Coordinate annotation entries:
※ ※ ※
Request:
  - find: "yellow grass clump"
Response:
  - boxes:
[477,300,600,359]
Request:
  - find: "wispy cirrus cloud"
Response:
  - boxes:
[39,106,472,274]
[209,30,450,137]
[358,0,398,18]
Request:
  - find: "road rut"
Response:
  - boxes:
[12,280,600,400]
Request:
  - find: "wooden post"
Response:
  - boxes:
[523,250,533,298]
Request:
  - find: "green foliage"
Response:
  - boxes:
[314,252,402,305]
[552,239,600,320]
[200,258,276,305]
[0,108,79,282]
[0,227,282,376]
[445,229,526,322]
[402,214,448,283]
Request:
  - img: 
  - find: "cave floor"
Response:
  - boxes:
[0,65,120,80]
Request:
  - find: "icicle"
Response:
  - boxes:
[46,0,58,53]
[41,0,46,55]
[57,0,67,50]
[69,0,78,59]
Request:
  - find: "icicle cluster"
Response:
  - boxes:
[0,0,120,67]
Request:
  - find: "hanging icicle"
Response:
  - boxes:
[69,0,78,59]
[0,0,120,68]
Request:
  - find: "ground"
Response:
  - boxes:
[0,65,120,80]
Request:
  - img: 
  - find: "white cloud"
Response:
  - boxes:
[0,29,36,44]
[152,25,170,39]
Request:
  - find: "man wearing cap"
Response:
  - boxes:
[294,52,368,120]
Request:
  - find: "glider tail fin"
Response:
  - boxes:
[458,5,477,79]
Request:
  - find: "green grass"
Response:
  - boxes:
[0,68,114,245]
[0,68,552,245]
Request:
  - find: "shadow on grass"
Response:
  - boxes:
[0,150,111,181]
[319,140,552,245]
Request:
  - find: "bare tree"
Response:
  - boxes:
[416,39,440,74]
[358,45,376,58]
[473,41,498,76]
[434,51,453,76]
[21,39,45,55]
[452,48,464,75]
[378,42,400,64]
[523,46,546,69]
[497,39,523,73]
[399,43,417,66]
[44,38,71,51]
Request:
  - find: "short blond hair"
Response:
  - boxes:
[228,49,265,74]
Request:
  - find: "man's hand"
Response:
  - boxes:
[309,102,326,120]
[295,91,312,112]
※ ※ ※
**Direction**
Copy each line of the data above that contains the word "cloud", matching its capitalization exactly.

**Response**
  - find: "wispy cirrus cloud"
  - find: "white cloud"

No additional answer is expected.